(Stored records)
= = = =

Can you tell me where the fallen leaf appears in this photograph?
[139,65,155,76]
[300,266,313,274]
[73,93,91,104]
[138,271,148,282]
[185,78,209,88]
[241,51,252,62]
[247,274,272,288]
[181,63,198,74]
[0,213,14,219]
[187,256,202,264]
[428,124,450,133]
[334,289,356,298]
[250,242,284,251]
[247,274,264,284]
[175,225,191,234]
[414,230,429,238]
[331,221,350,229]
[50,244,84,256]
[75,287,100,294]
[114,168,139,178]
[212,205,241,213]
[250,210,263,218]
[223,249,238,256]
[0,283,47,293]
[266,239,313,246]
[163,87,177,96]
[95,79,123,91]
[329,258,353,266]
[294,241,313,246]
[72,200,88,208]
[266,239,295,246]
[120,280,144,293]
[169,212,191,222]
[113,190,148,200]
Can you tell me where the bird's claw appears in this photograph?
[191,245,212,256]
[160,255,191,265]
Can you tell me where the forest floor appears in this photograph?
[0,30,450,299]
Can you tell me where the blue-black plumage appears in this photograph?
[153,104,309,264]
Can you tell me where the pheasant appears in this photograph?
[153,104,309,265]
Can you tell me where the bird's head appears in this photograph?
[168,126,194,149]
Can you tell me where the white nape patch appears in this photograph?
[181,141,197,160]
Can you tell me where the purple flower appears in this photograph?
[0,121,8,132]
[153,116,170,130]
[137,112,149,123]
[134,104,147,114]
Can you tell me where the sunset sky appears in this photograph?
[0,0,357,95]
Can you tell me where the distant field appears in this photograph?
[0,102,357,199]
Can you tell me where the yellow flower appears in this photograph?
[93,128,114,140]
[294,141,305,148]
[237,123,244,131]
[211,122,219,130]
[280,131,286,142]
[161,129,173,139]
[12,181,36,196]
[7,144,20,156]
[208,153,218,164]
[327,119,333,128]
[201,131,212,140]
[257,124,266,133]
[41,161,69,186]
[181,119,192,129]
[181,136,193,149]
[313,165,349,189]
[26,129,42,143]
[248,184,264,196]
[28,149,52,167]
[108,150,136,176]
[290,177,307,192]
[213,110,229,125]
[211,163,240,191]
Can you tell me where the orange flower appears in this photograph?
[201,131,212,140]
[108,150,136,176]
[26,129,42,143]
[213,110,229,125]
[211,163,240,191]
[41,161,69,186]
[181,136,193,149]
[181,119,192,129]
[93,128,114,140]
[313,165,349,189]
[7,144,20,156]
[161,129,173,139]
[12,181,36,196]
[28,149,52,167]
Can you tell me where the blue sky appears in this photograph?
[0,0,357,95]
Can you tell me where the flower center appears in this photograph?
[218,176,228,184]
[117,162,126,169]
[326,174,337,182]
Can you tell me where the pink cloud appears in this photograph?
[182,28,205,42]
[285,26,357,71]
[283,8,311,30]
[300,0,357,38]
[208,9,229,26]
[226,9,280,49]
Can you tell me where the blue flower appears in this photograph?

= = = =

* PROBLEM STATEMENT:
Each line of the listing should be copied exactly.

* SOLUTION FOR THIS TASK:
Can you tell me where the fallen leaf appears in this photograph?
[139,65,155,76]
[300,266,313,274]
[73,93,91,104]
[138,271,148,282]
[185,78,209,88]
[241,51,252,62]
[247,274,272,288]
[181,63,198,74]
[0,213,14,219]
[187,256,202,264]
[428,124,450,133]
[334,289,356,298]
[250,242,284,251]
[247,274,264,284]
[175,225,191,234]
[414,230,429,238]
[331,221,350,229]
[50,244,84,256]
[75,287,100,294]
[114,168,139,178]
[212,205,241,213]
[250,210,263,218]
[223,249,238,256]
[0,283,47,293]
[266,239,313,246]
[163,87,177,96]
[95,79,123,91]
[329,258,353,266]
[294,241,313,246]
[72,200,88,208]
[266,239,295,246]
[120,280,144,293]
[169,212,191,222]
[113,190,148,200]
Can you tell me where the bird's claw appears in this photograph?
[191,245,212,256]
[160,255,191,265]
Can you tell me where the forest floor appears in this photograph?
[0,30,450,299]
Can you tell me where the blue-black plumage appears in this photograph?
[153,104,309,264]
Can you tell me where the pheasant appears in this photograph?
[153,104,309,265]
Can you tell me where the bird's head appears in this photograph?
[168,126,194,149]
Can you tell me where the white nape patch appears in this photograph?
[181,141,197,160]
Can you tell me where the purple flower appears in this photograph?
[0,121,8,132]
[153,116,170,130]
[137,112,149,123]
[134,104,147,114]
Can you tell me where the sunset sky appears in this photograph?
[0,0,357,95]
Can you tell me where the distant field appears in this photograph?
[0,102,357,199]
Can you tell me where the yellow flower appears in this photograph?
[93,128,114,140]
[294,141,305,148]
[237,123,244,131]
[211,122,219,130]
[280,131,286,142]
[161,129,173,139]
[12,181,36,196]
[7,144,20,156]
[208,153,218,164]
[327,119,333,128]
[201,131,212,140]
[257,124,266,133]
[41,161,69,186]
[181,119,192,129]
[181,136,193,149]
[313,165,349,189]
[26,129,42,143]
[248,184,264,196]
[28,149,52,167]
[108,150,136,176]
[290,177,307,192]
[213,110,229,125]
[211,163,240,191]
Can you tell me where the orange flower appears in this photograph?
[201,131,212,140]
[108,150,136,176]
[26,129,42,143]
[213,110,229,125]
[211,163,240,191]
[41,161,69,186]
[181,136,193,149]
[181,119,192,129]
[93,128,114,140]
[313,165,349,189]
[7,144,20,156]
[161,129,173,139]
[12,181,36,196]
[28,149,52,167]
Can you tell me where the blue sky appears in this photograph?
[0,0,357,95]
Can you tell me where the flower center appears in this photograph?
[218,176,228,184]
[117,162,126,169]
[326,174,337,182]
Can you tell me where the pink cloud appears in this photograph?
[182,28,205,42]
[285,26,357,71]
[283,8,311,30]
[300,0,357,38]
[208,9,229,26]
[226,9,280,49]
Can you tell me where the blue flower appears in this photograph?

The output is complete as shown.